Input for this task ::
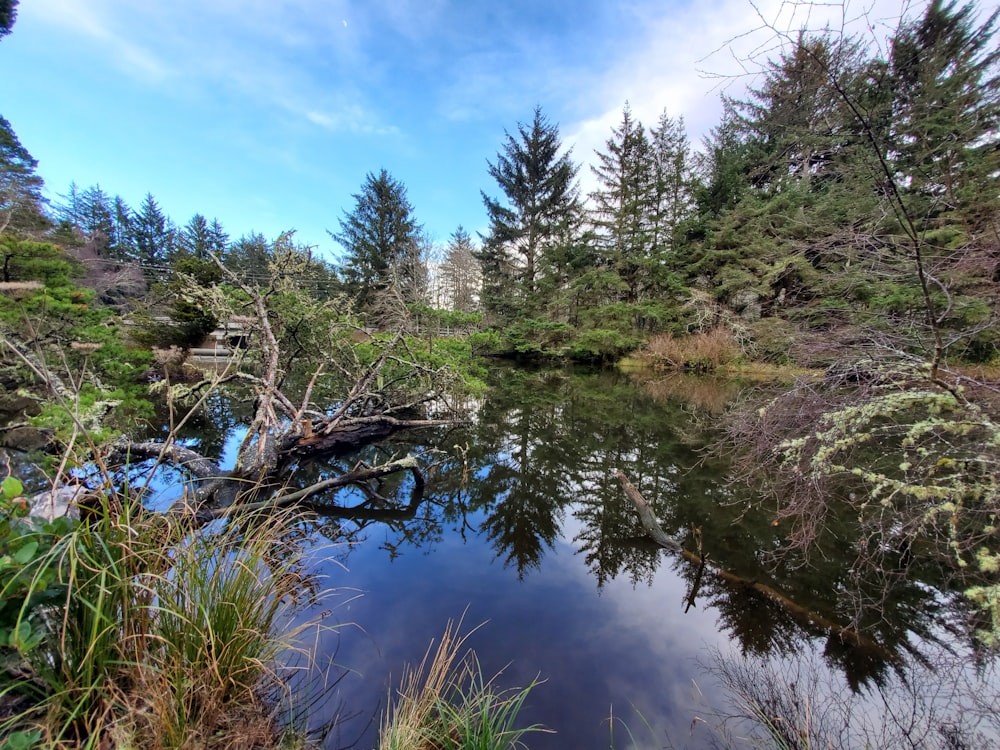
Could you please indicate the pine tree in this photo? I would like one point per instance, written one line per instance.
(947, 113)
(622, 205)
(528, 229)
(382, 242)
(249, 257)
(97, 221)
(153, 235)
(671, 185)
(199, 238)
(124, 248)
(460, 270)
(20, 188)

What is required :: What is needed is an exact reproduction of the data, pictures excluded.

Reply to the task ::
Could you please indicate the pine tree in this photo? I would like one point per instance, written one line per instance.
(947, 113)
(622, 205)
(528, 229)
(382, 242)
(249, 257)
(97, 221)
(153, 235)
(671, 185)
(199, 238)
(124, 248)
(460, 270)
(20, 188)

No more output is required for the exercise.